▸ Your objective:
Nothing but the data below, returned exactly, should appear in the answer.

(Exercise material Opens)

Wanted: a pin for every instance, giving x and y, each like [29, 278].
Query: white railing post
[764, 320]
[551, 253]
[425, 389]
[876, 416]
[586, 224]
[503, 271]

(Exercise material Closes)

▸ Final answer:
Wanted: a pin for every instance, giving x and y, each like [29, 278].
Query: white railing post
[764, 320]
[551, 253]
[425, 389]
[876, 416]
[586, 224]
[503, 271]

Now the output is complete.